Problem to work on:
If you see a picture in the data below, omit it and copy the rest exactly.

[Dataset content — start]

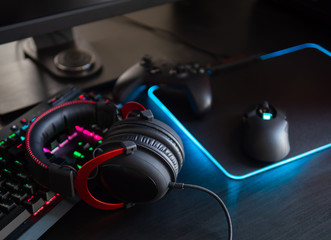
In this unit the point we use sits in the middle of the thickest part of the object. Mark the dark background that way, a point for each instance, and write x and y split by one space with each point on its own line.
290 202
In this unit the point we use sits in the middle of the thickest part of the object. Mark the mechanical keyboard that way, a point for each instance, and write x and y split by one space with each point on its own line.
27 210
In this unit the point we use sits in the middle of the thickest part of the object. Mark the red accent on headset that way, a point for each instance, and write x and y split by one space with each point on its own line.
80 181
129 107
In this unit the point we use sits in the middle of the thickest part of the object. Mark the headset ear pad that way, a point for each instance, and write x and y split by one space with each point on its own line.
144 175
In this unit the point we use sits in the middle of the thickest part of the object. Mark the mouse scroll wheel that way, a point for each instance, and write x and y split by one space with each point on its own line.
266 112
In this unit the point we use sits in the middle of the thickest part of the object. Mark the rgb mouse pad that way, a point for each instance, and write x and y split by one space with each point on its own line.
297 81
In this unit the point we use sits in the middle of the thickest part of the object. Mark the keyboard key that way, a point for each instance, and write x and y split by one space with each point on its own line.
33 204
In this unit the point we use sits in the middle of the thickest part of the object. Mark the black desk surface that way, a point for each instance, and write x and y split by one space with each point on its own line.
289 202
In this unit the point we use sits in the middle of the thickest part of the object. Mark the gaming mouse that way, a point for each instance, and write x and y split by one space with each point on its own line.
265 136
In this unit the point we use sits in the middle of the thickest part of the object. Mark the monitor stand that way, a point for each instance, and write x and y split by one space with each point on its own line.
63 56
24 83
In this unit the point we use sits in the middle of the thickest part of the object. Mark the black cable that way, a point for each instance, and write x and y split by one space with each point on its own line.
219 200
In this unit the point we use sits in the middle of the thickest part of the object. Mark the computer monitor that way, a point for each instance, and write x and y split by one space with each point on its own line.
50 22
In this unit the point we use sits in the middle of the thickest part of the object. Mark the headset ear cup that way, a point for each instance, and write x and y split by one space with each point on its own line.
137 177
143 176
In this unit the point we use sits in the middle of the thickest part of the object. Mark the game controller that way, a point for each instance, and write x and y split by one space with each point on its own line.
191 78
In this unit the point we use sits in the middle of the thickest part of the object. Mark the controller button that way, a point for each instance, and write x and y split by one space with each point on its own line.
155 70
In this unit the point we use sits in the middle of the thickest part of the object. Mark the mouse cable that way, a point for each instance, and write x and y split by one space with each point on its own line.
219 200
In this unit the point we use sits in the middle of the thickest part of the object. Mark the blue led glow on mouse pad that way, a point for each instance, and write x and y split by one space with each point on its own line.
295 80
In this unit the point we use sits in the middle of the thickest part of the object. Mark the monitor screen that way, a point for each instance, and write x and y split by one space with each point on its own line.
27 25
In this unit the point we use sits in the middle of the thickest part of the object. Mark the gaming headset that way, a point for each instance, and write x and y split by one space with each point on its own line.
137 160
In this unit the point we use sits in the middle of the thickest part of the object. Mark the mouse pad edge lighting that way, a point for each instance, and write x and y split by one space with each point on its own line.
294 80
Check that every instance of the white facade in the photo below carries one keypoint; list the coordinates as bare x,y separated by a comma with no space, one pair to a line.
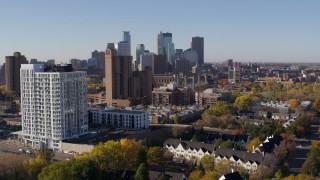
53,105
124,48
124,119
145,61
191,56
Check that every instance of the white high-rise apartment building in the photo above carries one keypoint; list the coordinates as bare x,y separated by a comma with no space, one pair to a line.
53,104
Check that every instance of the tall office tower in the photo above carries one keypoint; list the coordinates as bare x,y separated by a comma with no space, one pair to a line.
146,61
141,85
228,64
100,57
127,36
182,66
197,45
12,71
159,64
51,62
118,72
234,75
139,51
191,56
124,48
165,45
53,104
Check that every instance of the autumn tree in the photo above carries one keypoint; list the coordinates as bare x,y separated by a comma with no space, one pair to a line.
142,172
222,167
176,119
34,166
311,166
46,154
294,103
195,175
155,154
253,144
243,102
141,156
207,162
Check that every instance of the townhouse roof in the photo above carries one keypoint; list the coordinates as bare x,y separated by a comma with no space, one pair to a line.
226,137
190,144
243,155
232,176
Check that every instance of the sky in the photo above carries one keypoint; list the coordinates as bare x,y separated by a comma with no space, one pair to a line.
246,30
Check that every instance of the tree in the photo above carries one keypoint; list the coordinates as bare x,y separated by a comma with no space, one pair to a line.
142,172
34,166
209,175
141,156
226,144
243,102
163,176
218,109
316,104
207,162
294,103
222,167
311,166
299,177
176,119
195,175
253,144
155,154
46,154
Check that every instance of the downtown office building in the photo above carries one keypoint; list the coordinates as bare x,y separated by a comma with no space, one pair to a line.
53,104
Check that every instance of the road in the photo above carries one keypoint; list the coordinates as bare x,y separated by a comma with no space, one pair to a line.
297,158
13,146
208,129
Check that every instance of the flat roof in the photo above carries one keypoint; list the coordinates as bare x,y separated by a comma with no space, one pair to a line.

[Dataset content — finish]

Completed exercise:
In this unit the point we use sits in the middle of the thickest part of the object. Mark the dark background that way, a point for each instance, and write x and y split by one space with each point on its own line.
290 202
In this unit the point we use sits in the middle of the thickest part of the object. Mark the mechanical keyboard that way, a point for each instance, and write x and y split by one space with each point on its own line.
27 210
In this unit the point we use sits in the middle of the thickest part of the object. Mark the red accent on headset that way, a point for each instance, and write x and y split by one space with each point on its own line.
80 181
129 107
In this unit the point we use sits in the middle of the thickest part of the object. Mark the headset ear pad that way, a point for each instance, and write x and y split by one space with each point on its own line.
144 175
In this unit the point we use sits in the middle of the thickest part of the object. Mark the mouse scroll wheel that way, a point for each instance, and write x and y split by one space with each point on its own line.
266 112
In this unit the point we use sits in the middle of the thickest part of the object. Mark the rgb mouse pad that way, a point for each instance, and write x and y split by one space with each point on its own line.
297 81
In this unit the point we use sits in the middle of the thickest part of the object. Mark the keyboard key that way, a point for each instance, and write x and y split by one space with each point on its own line.
33 204
In this unit the point we use sits in the middle of the thickest part of the object. Mark the black desk surface that way, a point for each instance, and write x and y split by one space with each point on its own line.
289 202
In this unit the point we use sits in the middle of the thickest part of the object. Mark the gaming mouse that way, a point for each instance, and write x and y split by one space with each point on its own line.
265 136
In this unit the point we use sits in the middle of the thickest part of the object. Mark the monitor stand that way, a point for each instance, and write x and y split by one space with each point on its own line.
63 56
24 83
In this unit the point we use sits in the middle of the thickest part of the object. Mark the black cable that way, a point for each instance, and write x and y split by one space with each point on its own line.
219 200
In this unit the point we use sits in the middle of the thickest part of the object. Mark the computer monitor that way, a point for each instance, and write x and y split by one space with each point on its own line.
50 22
In this unit the point we use sits in the middle of the thickest part of the object. Mark the headset ear cup that way, a point for each instance, and write x and y split by one space with each point on its own line.
137 177
143 176
In this unit the point we use sits in the middle of the thickest part of the object. Mark the game controller that way, a point for each instance, and write x and y split by one space with each point on its own line.
191 78
In this unit the point we use sits in the middle of the thickest part of the object. Mark the controller button that way, a point for each instance, and write x and y split by one space with each point on its own line.
155 70
In this unit the point we use sits in the middle of the thickest part of the object. Mark the mouse cable that way, a point for each instance, and write x and y split by one space with each point on its own line.
219 200
In this unit the point we use sits in the middle of the thickest part of the object. Mark the blue led glow on mouse pad that way, a point for each instance, and write x and y split by one space with each point on its own line.
295 80
In this unit the point we use sits in the middle of the thickest part of the object. Mark the monitor screen that way, a point for each instance, and write x and y split by one space with each point on its own line.
27 25
In this unit the point we use sits in the middle of the thickest part of the object. Mark the gaming headset that way, a point for each instance, and write x and y split by one space with each point on its own line.
137 160
In this unit the point we use sits in the middle of the thickest part of the object. Mark the mouse pad edge lighting that way, a point for each instance, and write x and y split by one space with each point on its own line.
294 80
Check that every instance of the white facade in the photo below carries one keypoint; list the coordinates as bare x,y separated by a comma with no space, one pair to a line.
53,105
124,48
124,119
145,61
191,56
Check that every instance of the white high-rise apartment building in the photo above carries one keypoint; list the coordinates as bare x,y separated by a comma with no space, one pair to a line.
53,104
Check that every instance of the tall office tower in the photo above carries one keypoint; list the coordinates as bare x,y separated by a comma with no space, one pair to a line.
146,61
141,85
228,64
100,57
127,36
182,66
197,45
12,71
159,64
51,62
118,72
234,75
139,51
191,56
124,48
165,45
53,104
Check that every instance of the autumn tree in the photo above carries one keypoint; list the coordinates as bare x,y separated by a comma with no space, one pair to a line.
142,172
222,167
176,119
34,166
311,166
46,154
294,103
195,175
155,154
253,144
243,102
141,156
207,162
Check that every instance of the townhouse roof in the photo above carries one keypoint; list the coordinates as bare x,y separated by a comma with no space, one pair to a line.
226,137
190,144
243,155
232,176
Check that every instance of the sky in the photo above carries one keypoint; list the coordinates as bare x,y separated by a comma with no space, one pair to a line.
246,30
Check that every instance of the tree in the photo above carries one keypoint; list the coordinates as bare x,y separated by a comma with no space, one pair to a line.
142,172
34,166
209,175
141,156
226,144
243,102
163,176
218,109
316,104
207,162
294,103
222,167
311,166
299,177
176,119
195,175
253,144
155,154
46,154
Check that every instance of the downtown office building in the photo above carries one keypoint; list the coordinates as bare x,y separated by a comma with no space, one pair to a line.
53,104
Check that every instance of the road in the photo above carries one keypoint; list the coordinates as bare x,y separated by a comma with no space, one pair to a line.
297,158
13,146
208,129
Check that every instance of the flat roof in the photo above carries one keypoint; list the coordinates as bare x,y separated by a comma with no space, one pair to a line.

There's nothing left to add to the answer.